> [Énoncé écrit 1]:
Repérez chaque ligne des enregistrements qui contient la chaîne « side », puis recopiez ces lignes.

-------- Extrait de page

Au départ de cette histoire romanesque, il faut bien un collier. Dans l’ambiance gabegique de la Cour de France dans les dernières années du règne de Louis XV et compte tenu de la réputation de certains personnages de très haut rang autour de Louis XVI et de la reine Marie-Antoinette en particulier, il n’est pas très étonnant que les joailliers Böhmer et Bassange, sis à l’actuelle place Vendôme (alors place Louis-le-Grand) se soient mis à rêver de vendre le plus gros et le plus beau collier du monde à l’un d’eux, voire à la reine elle-même, dont les dépenses réputées folles suscitent déjà depuis des années des commentaires tour à tour indignés et haineux.

----------------
-------- Données fournies

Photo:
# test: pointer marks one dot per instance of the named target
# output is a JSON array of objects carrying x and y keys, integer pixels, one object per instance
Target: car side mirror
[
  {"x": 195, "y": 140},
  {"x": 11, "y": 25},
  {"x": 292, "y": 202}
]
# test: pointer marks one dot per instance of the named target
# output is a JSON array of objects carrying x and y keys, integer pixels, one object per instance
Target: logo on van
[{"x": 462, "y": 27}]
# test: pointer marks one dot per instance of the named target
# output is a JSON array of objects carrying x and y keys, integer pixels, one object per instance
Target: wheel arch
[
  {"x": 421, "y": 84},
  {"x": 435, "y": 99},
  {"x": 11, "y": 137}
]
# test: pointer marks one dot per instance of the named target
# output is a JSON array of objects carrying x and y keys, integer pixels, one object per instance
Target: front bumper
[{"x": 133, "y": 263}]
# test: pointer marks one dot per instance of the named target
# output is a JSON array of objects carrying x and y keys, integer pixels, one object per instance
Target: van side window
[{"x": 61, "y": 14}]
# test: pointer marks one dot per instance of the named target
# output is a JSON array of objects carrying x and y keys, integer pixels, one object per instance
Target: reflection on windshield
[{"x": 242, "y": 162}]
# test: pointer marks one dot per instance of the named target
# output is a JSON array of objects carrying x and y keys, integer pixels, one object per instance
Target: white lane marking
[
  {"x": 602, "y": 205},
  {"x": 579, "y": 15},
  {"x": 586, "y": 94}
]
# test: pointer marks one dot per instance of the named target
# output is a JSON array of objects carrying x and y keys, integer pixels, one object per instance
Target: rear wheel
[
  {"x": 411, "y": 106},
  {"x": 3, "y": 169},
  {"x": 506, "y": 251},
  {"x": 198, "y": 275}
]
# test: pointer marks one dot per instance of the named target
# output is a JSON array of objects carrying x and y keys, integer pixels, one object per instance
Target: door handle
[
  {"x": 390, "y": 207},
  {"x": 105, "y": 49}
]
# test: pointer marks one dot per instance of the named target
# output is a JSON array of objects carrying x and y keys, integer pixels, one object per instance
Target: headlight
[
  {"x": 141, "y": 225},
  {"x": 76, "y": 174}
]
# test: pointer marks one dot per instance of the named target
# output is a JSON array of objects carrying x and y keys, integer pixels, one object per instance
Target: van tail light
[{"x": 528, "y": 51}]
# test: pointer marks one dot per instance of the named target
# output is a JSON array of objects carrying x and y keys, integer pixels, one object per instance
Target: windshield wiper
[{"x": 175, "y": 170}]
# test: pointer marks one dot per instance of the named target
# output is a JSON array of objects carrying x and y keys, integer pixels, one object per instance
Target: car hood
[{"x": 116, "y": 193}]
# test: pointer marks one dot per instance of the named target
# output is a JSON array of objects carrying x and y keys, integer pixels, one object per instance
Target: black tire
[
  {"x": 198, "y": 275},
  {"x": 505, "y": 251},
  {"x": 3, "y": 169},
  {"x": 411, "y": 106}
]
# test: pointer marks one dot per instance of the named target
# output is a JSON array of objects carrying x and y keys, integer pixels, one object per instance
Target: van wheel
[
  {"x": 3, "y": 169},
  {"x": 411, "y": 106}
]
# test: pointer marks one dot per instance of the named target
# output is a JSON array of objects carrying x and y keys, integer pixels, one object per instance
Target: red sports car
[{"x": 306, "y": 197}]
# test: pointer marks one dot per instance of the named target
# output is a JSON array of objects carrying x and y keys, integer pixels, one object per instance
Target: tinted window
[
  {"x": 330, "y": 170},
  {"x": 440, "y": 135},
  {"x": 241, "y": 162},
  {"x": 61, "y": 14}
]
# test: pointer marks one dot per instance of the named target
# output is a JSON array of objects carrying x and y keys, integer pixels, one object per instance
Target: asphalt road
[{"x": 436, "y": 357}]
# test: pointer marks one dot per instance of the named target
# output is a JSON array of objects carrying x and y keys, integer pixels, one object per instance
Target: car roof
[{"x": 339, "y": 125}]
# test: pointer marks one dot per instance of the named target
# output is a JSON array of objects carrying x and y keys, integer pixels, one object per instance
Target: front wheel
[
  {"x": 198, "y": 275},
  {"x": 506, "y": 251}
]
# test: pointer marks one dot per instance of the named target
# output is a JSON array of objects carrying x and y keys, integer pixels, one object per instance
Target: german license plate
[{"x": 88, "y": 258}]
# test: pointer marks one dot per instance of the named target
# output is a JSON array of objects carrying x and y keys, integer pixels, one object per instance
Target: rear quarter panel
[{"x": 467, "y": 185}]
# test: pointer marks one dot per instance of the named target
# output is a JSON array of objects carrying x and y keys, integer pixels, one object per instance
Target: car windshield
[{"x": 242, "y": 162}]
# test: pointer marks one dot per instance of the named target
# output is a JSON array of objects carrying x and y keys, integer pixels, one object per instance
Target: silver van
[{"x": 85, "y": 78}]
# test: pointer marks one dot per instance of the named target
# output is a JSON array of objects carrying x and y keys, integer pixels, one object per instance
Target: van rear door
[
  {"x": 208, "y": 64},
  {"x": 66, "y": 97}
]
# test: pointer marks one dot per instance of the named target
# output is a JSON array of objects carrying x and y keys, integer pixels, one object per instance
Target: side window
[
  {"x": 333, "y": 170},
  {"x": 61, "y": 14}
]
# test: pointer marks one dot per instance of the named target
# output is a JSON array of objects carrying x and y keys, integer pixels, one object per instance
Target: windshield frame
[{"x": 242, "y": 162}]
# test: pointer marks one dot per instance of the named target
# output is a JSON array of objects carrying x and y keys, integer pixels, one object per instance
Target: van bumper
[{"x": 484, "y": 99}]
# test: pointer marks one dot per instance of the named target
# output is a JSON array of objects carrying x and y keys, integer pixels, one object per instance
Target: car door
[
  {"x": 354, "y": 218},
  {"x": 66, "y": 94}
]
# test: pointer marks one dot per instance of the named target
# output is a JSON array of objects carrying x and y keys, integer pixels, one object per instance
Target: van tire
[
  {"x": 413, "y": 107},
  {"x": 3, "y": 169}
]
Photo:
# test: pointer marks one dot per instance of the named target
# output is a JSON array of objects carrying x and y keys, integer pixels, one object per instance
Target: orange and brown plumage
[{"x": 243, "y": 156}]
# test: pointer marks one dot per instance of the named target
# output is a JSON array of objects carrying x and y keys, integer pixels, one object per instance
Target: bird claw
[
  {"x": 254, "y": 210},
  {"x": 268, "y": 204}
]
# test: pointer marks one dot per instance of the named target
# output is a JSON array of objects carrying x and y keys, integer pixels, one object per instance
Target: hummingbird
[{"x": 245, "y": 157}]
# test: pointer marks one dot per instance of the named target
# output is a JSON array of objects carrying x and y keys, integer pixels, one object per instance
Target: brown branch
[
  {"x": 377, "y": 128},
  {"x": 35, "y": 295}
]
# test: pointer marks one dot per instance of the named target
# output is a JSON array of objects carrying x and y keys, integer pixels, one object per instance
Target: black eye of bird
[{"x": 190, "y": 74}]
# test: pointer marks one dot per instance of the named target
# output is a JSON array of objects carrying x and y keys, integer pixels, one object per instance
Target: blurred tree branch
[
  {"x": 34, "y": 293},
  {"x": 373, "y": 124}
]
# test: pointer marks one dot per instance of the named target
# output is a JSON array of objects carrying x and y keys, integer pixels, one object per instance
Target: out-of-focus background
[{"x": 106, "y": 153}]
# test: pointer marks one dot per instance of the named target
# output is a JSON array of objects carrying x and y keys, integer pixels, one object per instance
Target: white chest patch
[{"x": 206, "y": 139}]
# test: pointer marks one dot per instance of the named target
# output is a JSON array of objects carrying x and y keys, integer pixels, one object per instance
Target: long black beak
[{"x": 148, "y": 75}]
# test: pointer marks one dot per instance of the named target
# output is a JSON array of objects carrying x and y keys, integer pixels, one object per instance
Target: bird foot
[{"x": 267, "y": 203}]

----------------

> [Énoncé écrit 2]:
Prolongez l'extrait consacré au collier des joailliers Böhmer et Bassange à partir de sa dernière phrase.

> [Corrigé 1]:
Target: car side mirror
Target: van side window
Target: side window

> [Corrigé 2]:
Si « gros » n’est pas toujours synonyme de « beau » – particulièrement dans le cas qui nous occupe – ça l’est en revanche bien souvent de « cher ». Ce disgracieux gâteau scintillant composé de 21 pièces regroupant en cascade 647 pierres précieuses pesant 2800 carats est conçu dans les années 1770. Il coûte 1 800 000 livres, ce qui donnerait aujourd’hui quelque chose comme 20 millions d’euros.  Trop cher, même avec un petit rabais. Entre les faussement riches, celles en guerre ou celles qui n’ont pas le goût du gaspillage inutile, aucune Cour européenne ne peut se payer une telle folie. Nos pauvres joailliers se trouvent bien vite en grande difficulté, car il leur a bien fallu financer la matière première et ils doivent d’importantes sommes à leurs fournisseurs. Ils n’hésitent donc pas à harceler la reine – autrefois bonne cliente, mais qui cherche alors à se ranger – pour qu’elle achète le plastron dont elle ne veut résolument pas.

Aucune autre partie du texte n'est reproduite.